*YOUR GOAL:* Rewrite all of the items below as a numbered list, dropping any blank lines. Leave the pictures out of your answer.

:::::

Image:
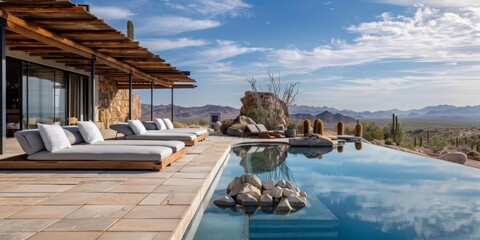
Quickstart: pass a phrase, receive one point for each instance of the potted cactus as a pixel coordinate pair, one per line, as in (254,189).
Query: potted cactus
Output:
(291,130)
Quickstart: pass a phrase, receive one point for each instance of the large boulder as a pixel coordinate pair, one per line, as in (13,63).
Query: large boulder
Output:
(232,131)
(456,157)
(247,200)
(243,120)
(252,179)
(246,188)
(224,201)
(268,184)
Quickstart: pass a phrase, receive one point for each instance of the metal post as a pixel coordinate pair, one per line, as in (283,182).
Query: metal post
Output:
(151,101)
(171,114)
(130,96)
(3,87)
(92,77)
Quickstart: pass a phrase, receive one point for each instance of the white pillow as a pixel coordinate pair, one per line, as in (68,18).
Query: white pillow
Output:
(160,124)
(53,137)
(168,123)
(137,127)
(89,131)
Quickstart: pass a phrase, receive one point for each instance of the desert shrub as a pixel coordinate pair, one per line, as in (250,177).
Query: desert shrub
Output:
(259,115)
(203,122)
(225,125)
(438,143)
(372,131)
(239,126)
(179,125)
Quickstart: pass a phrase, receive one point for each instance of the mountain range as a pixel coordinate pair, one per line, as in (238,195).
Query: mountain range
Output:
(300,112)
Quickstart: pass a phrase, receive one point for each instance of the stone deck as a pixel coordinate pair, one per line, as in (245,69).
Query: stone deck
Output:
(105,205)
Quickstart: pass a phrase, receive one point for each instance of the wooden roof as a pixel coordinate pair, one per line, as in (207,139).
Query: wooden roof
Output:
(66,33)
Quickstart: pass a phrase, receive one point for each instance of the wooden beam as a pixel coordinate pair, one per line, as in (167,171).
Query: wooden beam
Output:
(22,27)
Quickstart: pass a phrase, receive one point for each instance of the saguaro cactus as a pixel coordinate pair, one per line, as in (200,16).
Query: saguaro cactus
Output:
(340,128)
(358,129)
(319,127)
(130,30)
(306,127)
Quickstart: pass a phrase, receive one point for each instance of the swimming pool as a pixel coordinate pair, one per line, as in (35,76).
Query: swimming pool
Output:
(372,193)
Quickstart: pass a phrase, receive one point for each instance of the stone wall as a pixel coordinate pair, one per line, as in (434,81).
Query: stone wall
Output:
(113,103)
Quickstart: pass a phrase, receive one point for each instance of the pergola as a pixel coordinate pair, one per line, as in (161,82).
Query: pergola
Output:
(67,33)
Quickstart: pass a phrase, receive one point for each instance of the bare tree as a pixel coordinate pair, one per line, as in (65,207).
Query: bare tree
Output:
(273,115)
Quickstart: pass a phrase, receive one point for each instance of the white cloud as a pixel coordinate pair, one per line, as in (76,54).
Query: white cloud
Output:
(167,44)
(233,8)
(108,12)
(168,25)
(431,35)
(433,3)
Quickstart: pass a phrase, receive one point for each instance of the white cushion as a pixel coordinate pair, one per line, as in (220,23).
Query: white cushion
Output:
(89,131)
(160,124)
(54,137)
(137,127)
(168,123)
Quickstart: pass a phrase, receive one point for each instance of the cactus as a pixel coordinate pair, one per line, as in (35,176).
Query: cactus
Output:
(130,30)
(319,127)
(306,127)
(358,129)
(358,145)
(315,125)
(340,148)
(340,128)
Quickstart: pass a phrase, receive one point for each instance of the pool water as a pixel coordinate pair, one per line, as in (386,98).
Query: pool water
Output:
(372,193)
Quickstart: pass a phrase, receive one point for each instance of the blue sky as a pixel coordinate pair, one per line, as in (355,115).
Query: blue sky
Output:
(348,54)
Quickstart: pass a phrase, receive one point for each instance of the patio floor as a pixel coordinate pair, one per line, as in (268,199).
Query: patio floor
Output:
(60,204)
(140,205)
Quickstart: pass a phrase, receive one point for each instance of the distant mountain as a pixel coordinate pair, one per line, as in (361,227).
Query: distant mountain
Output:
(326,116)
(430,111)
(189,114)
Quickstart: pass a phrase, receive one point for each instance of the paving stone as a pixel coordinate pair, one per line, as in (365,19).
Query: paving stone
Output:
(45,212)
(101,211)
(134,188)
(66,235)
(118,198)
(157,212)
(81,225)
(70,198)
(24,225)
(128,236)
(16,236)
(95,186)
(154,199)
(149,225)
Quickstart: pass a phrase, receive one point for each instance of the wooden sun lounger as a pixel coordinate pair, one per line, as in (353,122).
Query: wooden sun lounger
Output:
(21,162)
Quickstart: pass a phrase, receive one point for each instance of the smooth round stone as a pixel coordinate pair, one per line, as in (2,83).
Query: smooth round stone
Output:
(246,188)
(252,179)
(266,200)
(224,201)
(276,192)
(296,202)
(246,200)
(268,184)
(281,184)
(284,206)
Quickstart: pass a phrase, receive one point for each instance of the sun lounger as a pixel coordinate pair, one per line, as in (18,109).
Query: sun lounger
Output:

:::::

*ANSWER TO THIS PROBLEM:*
1. Image:
2. Quickstart: pass a phrase, receive one point for each instance of the potted cactus as a pixel coordinate pair, one per line, as in (254,189).
3. Query: potted cactus
4. Output:
5. (291,130)
6. Quickstart: pass a phrase, receive one point for each instance of the large boulder as a pixel coordinate pair, one per line, as in (13,63).
7. Query: large boulder
8. Output:
9. (232,131)
10. (456,157)
11. (247,200)
12. (243,120)
13. (252,179)
14. (246,188)
15. (224,201)
16. (268,184)
17. Quickstart: pass a phrase, receive one point for each instance of the metal post as a pixel coordinate pair, one per line, as in (283,182).
18. Query: metal post
19. Output:
20. (151,101)
21. (171,114)
22. (130,96)
23. (3,87)
24. (92,77)
25. Quickstart: pass a phrase, receive one point for each instance of the white pillow as a pixel coordinate pair, one per line, as in (68,18).
26. Query: white pillow
27. Output:
28. (160,124)
29. (53,137)
30. (168,123)
31. (137,127)
32. (89,131)
33. Quickstart: pass a phrase, receive one point for each instance of the desert shrub as a pixel coordinate pair, one per line, as in (250,177).
34. Query: desert shrub
35. Output:
36. (259,115)
37. (203,122)
38. (225,125)
39. (438,143)
40. (372,131)
41. (239,126)
42. (179,125)
43. Quickstart: pass a phrase, receive one point for each instance of the mountain range as a pixel coordinate pair, one per line, as in (238,195).
44. Query: mountain range
45. Output:
46. (300,112)
47. Quickstart: pass a phrase, receive one point for each instance of the stone deck as a pixel coordinate pair, one per line, as in (245,69).
48. Query: stone deck
49. Output:
50. (105,205)
51. Quickstart: pass a phrase, receive one point for each instance of the wooden roof as a pixel coordinate pair, one per line, as in (207,139).
52. Query: wooden roof
53. Output:
54. (66,33)
55. Quickstart: pass a phrase, receive one point for each instance of the wooden beam as a pixel coordinate pair, one per line, as in (167,171).
56. Query: wooden beam
57. Output:
58. (22,27)
59. Quickstart: pass a phrase, receive one point for each instance of the saguaro cactus as a pixel coordinate pair, one per line, as in (200,16).
60. Query: saguaro cactus
61. Output:
62. (340,128)
63. (358,129)
64. (319,127)
65. (130,30)
66. (306,127)
67. Quickstart: pass a phrase, receive one point for each instance of the swimming pool as a pixel coordinate pair, one per line, as in (35,76).
68. Query: swimming pool
69. Output:
70. (372,193)
71. Quickstart: pass a phrase, receive one point for each instance of the stone wall as a pixel coordinate pair, one per line, as in (434,81).
72. Query: stone wall
73. Output:
74. (113,103)
75. Quickstart: pass a phrase, receive one point for each instance of the pergola as a pixel coordinate pair, one per line, as in (161,82).
76. Query: pergola
77. Output:
78. (67,33)
79. Quickstart: pass a phrase, receive one point for each instance of the bare tree as a pixel coordinate pair, one per line, as in (65,207).
80. Query: bare tree
81. Output:
82. (273,115)
83. Quickstart: pass a phrase, receive one point for each instance of the white cloud as a pixel coordinate pair, one per line, as in (76,54).
84. Query: white cloud
85. Output:
86. (167,44)
87. (233,8)
88. (108,12)
89. (168,25)
90. (431,35)
91. (433,3)
92. Quickstart: pass a phrase, receive one point for each instance of the white cushion as a pixel coordinate pair, one per line, as in (220,23).
93. Query: white cushion
94. Output:
95. (89,131)
96. (160,124)
97. (54,137)
98. (137,127)
99. (168,123)
100. Quickstart: pass a phrase, receive one point for each instance of the cactus as a pixel coordinate pair, one per line, as in (35,176).
101. Query: cactus
102. Output:
103. (130,30)
104. (319,127)
105. (306,127)
106. (358,129)
107. (358,145)
108. (315,125)
109. (340,148)
110. (340,128)
111. Quickstart: pass a phrase, receive one point for each instance of the pool water as a pixel coordinate pair, one per line, as in (386,98).
112. Query: pool water
113. Output:
114. (372,193)
115. Quickstart: pass a phrase, receive one point for each instance of the blue sky as a pixel coordinate pair, one per line, as in (355,115).
116. Query: blue sky
117. Output:
118. (348,54)
119. Quickstart: pass a phrase, receive one point for each instance of the patio floor as a pixel coordinate pair, one per line, as in (268,199).
120. Query: patio floor
121. Output:
122. (60,204)
123. (140,205)
124. Quickstart: pass a phrase, receive one point for each instance of the distant mountain as a pixel coordinate pair, one per line, as in (361,227).
125. Query: distant mountain
126. Output:
127. (326,116)
128. (430,111)
129. (189,114)
130. Quickstart: pass a phrase, receive one point for each instance of the paving stone as a pixel coordinate pair, one per line, as in (365,19).
131. Query: paving stone
132. Output:
133. (45,212)
134. (101,211)
135. (134,188)
136. (66,235)
137. (118,198)
138. (157,212)
139. (81,225)
140. (70,198)
141. (24,225)
142. (128,236)
143. (16,236)
144. (95,186)
145. (154,199)
146. (149,225)
147. Quickstart: pass a phrase, receive one point for each instance of the wooden sun lounger as a pixel coordinate pair, one per line, as in (353,122).
148. Query: wooden sun lounger
149. Output:
150. (21,162)
151. Quickstart: pass a phrase, receive one point for each instance of the smooth round stone as a pixel coordinate pair, one per line, as in (2,83).
152. Query: smooth round stone
153. Output:
154. (246,188)
155. (252,179)
156. (266,200)
157. (224,201)
158. (276,192)
159. (296,202)
160. (246,200)
161. (268,184)
162. (281,184)
163. (284,206)
164. Quickstart: pass a phrase, receive one point for each instance of the sun lounger as a pixel coordinate pair, one per line, as in (18,109).
165. Query: sun lounger
166. Output:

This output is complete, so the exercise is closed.